Coordinate annotation entries

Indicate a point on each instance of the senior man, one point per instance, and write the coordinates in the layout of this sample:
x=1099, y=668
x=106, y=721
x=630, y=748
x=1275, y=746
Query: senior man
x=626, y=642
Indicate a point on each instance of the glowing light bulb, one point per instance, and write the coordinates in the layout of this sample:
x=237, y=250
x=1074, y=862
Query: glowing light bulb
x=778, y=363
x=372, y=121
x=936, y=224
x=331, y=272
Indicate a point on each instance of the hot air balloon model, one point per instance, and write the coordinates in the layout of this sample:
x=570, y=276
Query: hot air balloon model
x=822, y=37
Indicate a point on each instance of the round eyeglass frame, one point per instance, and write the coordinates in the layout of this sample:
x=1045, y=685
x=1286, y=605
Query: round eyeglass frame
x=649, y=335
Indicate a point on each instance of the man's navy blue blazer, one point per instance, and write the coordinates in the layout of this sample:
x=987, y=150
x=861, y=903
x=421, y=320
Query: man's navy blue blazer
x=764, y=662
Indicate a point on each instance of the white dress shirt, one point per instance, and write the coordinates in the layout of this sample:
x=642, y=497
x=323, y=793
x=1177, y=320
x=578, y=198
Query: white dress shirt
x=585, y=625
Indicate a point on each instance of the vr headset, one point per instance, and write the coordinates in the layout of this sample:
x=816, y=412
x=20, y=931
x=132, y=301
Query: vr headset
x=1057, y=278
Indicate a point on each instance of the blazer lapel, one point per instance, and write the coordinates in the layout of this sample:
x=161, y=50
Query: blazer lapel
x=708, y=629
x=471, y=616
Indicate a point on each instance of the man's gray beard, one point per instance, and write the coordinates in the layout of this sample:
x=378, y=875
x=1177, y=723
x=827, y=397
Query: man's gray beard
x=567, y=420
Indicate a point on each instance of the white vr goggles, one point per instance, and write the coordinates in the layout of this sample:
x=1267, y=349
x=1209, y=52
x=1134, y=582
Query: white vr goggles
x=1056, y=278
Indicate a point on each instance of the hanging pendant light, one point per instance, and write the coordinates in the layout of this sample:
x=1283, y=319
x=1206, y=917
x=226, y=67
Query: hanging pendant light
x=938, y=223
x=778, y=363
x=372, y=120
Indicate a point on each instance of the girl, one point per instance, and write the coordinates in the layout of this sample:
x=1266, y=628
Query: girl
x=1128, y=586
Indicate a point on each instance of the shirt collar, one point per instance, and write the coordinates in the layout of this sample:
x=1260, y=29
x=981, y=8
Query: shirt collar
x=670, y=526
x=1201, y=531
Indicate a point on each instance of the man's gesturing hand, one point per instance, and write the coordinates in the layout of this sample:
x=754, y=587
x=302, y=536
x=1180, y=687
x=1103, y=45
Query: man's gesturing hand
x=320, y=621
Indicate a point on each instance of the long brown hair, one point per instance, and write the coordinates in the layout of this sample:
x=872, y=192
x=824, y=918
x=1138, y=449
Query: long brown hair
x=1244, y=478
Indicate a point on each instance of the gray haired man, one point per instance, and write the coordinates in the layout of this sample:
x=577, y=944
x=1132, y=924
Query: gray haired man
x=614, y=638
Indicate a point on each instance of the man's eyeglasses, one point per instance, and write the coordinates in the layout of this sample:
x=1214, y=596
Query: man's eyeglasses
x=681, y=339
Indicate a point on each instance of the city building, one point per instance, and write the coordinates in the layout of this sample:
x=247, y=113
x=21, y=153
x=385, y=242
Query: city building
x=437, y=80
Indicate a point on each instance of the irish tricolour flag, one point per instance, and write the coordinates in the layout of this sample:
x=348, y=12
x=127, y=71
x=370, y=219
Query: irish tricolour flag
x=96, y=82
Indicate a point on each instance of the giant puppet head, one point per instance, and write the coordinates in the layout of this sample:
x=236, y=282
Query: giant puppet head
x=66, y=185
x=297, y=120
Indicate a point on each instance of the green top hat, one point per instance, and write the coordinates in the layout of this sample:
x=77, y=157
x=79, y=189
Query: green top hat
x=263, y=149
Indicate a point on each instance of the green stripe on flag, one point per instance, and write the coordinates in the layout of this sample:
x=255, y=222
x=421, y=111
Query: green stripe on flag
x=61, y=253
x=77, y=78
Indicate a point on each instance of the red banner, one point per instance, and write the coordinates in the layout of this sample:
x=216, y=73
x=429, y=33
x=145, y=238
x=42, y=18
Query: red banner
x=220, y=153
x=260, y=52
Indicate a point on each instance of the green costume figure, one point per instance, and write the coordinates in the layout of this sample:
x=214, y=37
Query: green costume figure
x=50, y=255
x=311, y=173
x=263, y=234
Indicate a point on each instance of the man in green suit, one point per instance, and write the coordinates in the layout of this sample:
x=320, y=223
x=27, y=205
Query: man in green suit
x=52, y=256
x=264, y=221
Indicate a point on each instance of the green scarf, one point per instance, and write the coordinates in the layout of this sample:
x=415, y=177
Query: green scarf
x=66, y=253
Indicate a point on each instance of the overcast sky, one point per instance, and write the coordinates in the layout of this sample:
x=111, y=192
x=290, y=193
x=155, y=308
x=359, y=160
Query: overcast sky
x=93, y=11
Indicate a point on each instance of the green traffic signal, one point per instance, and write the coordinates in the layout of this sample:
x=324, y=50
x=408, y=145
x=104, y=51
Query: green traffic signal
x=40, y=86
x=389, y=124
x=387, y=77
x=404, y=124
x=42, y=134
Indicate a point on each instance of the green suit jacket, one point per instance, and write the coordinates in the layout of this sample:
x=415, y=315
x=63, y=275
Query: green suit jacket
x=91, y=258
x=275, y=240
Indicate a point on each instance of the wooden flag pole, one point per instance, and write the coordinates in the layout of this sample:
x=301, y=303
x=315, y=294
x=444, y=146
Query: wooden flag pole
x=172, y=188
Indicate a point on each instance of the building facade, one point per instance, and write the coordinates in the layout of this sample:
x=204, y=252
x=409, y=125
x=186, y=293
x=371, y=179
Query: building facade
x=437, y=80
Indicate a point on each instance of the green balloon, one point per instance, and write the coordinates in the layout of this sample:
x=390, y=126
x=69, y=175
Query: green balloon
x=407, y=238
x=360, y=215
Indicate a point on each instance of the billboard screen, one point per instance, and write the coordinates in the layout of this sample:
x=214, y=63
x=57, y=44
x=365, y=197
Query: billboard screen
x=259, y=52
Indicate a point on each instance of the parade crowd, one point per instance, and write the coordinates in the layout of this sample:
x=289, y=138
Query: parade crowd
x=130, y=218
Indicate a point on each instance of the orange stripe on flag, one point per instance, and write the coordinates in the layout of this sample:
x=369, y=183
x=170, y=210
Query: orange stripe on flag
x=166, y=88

## What the exercise asks
Please copy every one of these entries exactly, line for line.

## Finished task
Indicate a point on each instance of the senior man, one point per instance, and write the coordinates in the layout of this sample:
x=1099, y=668
x=106, y=721
x=630, y=748
x=1275, y=746
Query: senior man
x=626, y=642
Indicate a point on each instance of the glowing light bulb, one point per instance, and write the coordinates in the layout of this sample:
x=237, y=250
x=1074, y=862
Query: glowing light bulb
x=778, y=363
x=372, y=121
x=936, y=224
x=331, y=272
Indicate a point on each instance of the hot air balloon model, one point per instance, and write the coordinates in the layout of this sample:
x=570, y=276
Query: hot air balloon model
x=822, y=37
Indicate a point on each instance of the round eyeglass frame, one point per instance, and write the coordinates in the layout of this sample:
x=1045, y=685
x=1286, y=605
Query: round eyeglass frame
x=649, y=335
Indicate a point on each instance of the man's navy blue blazer, one point per instance, and write the coordinates in the layout of this sample:
x=987, y=150
x=861, y=903
x=421, y=320
Query: man's navy blue blazer
x=764, y=662
Indicate a point on each instance of the white dress shirt, one point per instance, and write the coordinates in the layout of this sample:
x=642, y=497
x=323, y=793
x=1177, y=320
x=578, y=198
Query: white dress shirt
x=585, y=625
Indicate a point on each instance of the vr headset, one point per instance, and write the coordinates in the layout of this sample:
x=816, y=412
x=20, y=931
x=132, y=301
Query: vr headset
x=1057, y=278
Indicate a point on each instance of the blazer lapel, one point per instance, and write the coordinates in the layout of this sample:
x=161, y=50
Query: blazer lapel
x=708, y=629
x=471, y=616
Indicate a point on each instance of the man's gray beard, one point per instance, and write the coordinates in the layout of this sample:
x=378, y=875
x=1177, y=723
x=827, y=397
Query: man's gray beard
x=567, y=420
Indicate a point on each instance of the white vr goggles, one point per instance, and write the coordinates in the layout of this sample:
x=1267, y=349
x=1209, y=52
x=1134, y=582
Query: white vr goggles
x=1056, y=278
Indicate a point on each instance of the hanging pendant light, one point per instance, and write the coordinates in the layout of this sample:
x=1283, y=319
x=1206, y=917
x=226, y=67
Query: hanging pendant light
x=938, y=223
x=778, y=363
x=372, y=120
Indicate a point on each instance of the girl, one point per instance, and write the coordinates in the layout of this sample:
x=1266, y=628
Query: girl
x=1128, y=586
Indicate a point on each instance of the shirt collar, one point per instance, and write the coordinates in the layout of this sample:
x=1260, y=29
x=981, y=8
Query: shirt collar
x=670, y=526
x=1201, y=531
Indicate a point on each instance of the man's gesturing hand, one point per instance, and write the coordinates in the layout of this sample:
x=754, y=587
x=302, y=536
x=1180, y=687
x=1103, y=45
Query: man's gesturing hand
x=320, y=621
Indicate a point on each instance of the long brown hair, one point per instance, and write the coordinates in the layout of this sample:
x=872, y=192
x=824, y=918
x=1138, y=449
Query: long brown hair
x=1244, y=478
Indicate a point on each instance of the gray haired man, one point per instance, and write the coordinates in the layout of this sample:
x=577, y=944
x=1132, y=924
Query: gray haired man
x=614, y=638
Indicate a point on each instance of the man's eyeglasses, one point per instance, and write the coordinates in the layout of this sample:
x=1214, y=596
Query: man's eyeglasses
x=681, y=339
Indicate a point on each instance of the city building, one point per instance, and write the coordinates in the layout of this sample:
x=247, y=113
x=21, y=153
x=385, y=242
Query: city building
x=437, y=80
Indicate a point on each instance of the irish tricolour flag, one point per instance, and write the coordinates in the layout of this sample:
x=348, y=12
x=127, y=71
x=370, y=219
Query: irish tricolour flag
x=96, y=82
Indicate a point on each instance of the giant puppet head, one point per instance, and write the coordinates in the layout of this sample:
x=236, y=282
Query: giant puppet head
x=66, y=185
x=297, y=120
Indicate a point on each instance of the green top hat, one point per instance, and write the coordinates in the layout of this sample:
x=77, y=157
x=79, y=189
Query: green top hat
x=263, y=149
Indicate a point on each instance of the green stripe on flag, one point per instance, and write the coordinates in the layout of this sample:
x=255, y=222
x=421, y=111
Query: green stripe on flag
x=61, y=253
x=77, y=78
Indicate a point on each instance of the red banner, one point per instance, and write the coordinates in the layout of this sample:
x=216, y=73
x=429, y=33
x=145, y=238
x=42, y=18
Query: red banner
x=220, y=153
x=260, y=52
Indicate a point on each instance of the green costume figure, one point per instance, and write the coordinates in the layout of this sample:
x=214, y=37
Query: green costume figure
x=50, y=255
x=311, y=173
x=263, y=234
Indicate a point on each instance of the man in green suit, one point per instance, and write the coordinates in the layout of this sample:
x=320, y=223
x=27, y=205
Query: man in green suit
x=52, y=256
x=264, y=221
Indicate a point on each instance of the green scarf, one point per instance, and write the coordinates in the layout of this sample:
x=415, y=177
Query: green scarf
x=66, y=253
Indicate a point on each instance of the overcast sky, one point per instance, and write the coordinates in the layout of this sample:
x=111, y=192
x=290, y=193
x=155, y=308
x=359, y=160
Query: overcast sky
x=93, y=11
Indicate a point on each instance of the green traffic signal, one point per instance, and write the coordinates in the layout of this sample:
x=324, y=50
x=408, y=145
x=104, y=51
Query: green traffic signal
x=40, y=86
x=389, y=124
x=387, y=77
x=404, y=124
x=42, y=134
Indicate a point on each instance of the green suit jacket, one point per instance, and write the coordinates in the layout of this sample:
x=415, y=315
x=63, y=275
Query: green suit jacket
x=91, y=258
x=275, y=240
Indicate a point on each instance of the wooden flag pole, one point per instance, and write the coordinates in the layout of this sample:
x=301, y=303
x=315, y=294
x=444, y=146
Query: wooden flag pole
x=172, y=188
Indicate a point on each instance of the building facade, one point per instance, and write the coordinates in the layout of this sample:
x=204, y=252
x=409, y=125
x=186, y=293
x=371, y=179
Query: building facade
x=437, y=80
Indicate a point on each instance of the green balloon, one point per instance, and write the coordinates in the layout of this sample:
x=390, y=126
x=69, y=175
Query: green balloon
x=407, y=238
x=360, y=215
Indicate a point on each instance of the billboard screen, one point per instance, and write the coordinates in the layout of this sample:
x=214, y=63
x=57, y=44
x=365, y=197
Query: billboard screen
x=259, y=52
Indicate a point on each instance of the parade crowd, one point per instance, and write the coordinates in the layout of this sample:
x=289, y=138
Query: parade crowd
x=130, y=218
Indicate a point on each instance of the orange stripe on flag, one point per instance, and write the coordinates in the layout of this sample:
x=369, y=183
x=170, y=210
Query: orange stripe on flag
x=166, y=88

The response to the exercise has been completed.